Extracted information ::
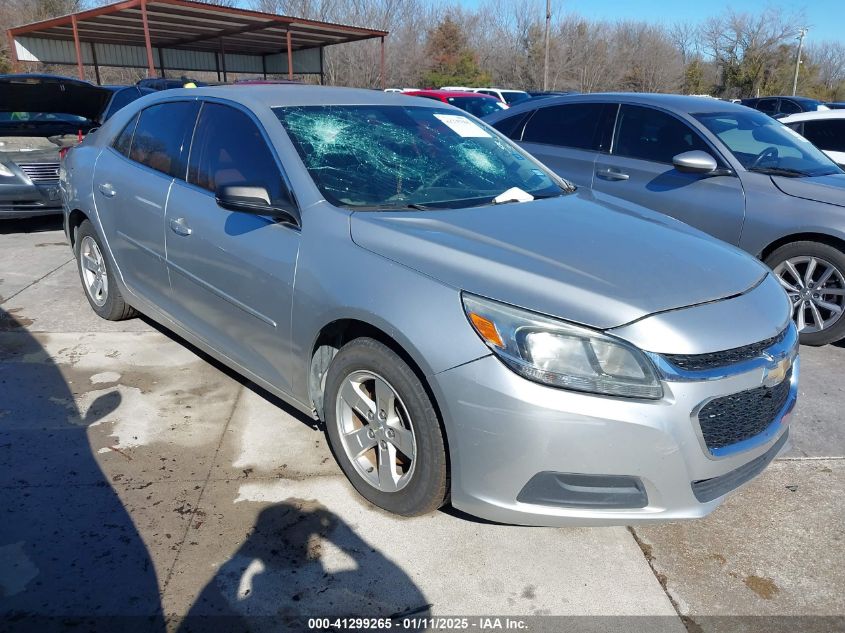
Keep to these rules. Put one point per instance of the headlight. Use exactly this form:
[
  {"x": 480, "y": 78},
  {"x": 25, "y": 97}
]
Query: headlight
[{"x": 562, "y": 355}]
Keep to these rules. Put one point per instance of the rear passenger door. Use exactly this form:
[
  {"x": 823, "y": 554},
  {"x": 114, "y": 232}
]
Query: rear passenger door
[
  {"x": 829, "y": 136},
  {"x": 567, "y": 138},
  {"x": 232, "y": 273},
  {"x": 639, "y": 169},
  {"x": 132, "y": 181}
]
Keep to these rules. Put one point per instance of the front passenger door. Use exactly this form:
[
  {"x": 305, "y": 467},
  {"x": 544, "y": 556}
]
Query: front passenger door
[
  {"x": 639, "y": 169},
  {"x": 132, "y": 181},
  {"x": 232, "y": 273}
]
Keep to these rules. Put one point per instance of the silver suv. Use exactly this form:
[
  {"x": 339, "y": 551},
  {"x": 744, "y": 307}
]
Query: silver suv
[
  {"x": 466, "y": 325},
  {"x": 726, "y": 169}
]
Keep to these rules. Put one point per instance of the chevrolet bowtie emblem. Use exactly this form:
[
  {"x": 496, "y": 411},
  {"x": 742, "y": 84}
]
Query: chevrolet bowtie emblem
[{"x": 775, "y": 373}]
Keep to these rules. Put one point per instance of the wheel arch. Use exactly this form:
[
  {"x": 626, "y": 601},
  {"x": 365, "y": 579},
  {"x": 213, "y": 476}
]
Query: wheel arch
[
  {"x": 74, "y": 220},
  {"x": 823, "y": 238},
  {"x": 335, "y": 334}
]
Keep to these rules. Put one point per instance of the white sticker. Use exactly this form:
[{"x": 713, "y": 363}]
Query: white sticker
[
  {"x": 462, "y": 126},
  {"x": 795, "y": 134}
]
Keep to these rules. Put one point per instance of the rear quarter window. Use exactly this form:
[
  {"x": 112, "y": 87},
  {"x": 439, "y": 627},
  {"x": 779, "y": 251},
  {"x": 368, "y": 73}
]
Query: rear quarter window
[{"x": 161, "y": 135}]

What you have to do :: Reply with every line of the listing that has the string "these".

Exercise response ::
Keep to these rules. Put one point per instance of the headlight. Use exactly this form:
Keep to these rules. Put one point per instance of the rear passenger door. Use exactly this form:
Keep to these rules. Put one point per instance of the front passenger door. Use exactly this form:
Keep to these rules. Put one point per instance of the silver suv. Use exactly this form:
Keep to these rules. Put one point per instance of the chevrolet bowtie emblem. Use exactly this form:
Keep to these rules. Put one point per instance of the wheel arch. Use exactly this form:
Keep to these rules. Put one point per instance of the white sticker. Use exactly this form:
Keep to these rules. Put one point per instance of the rear quarter window. Use exactly this form:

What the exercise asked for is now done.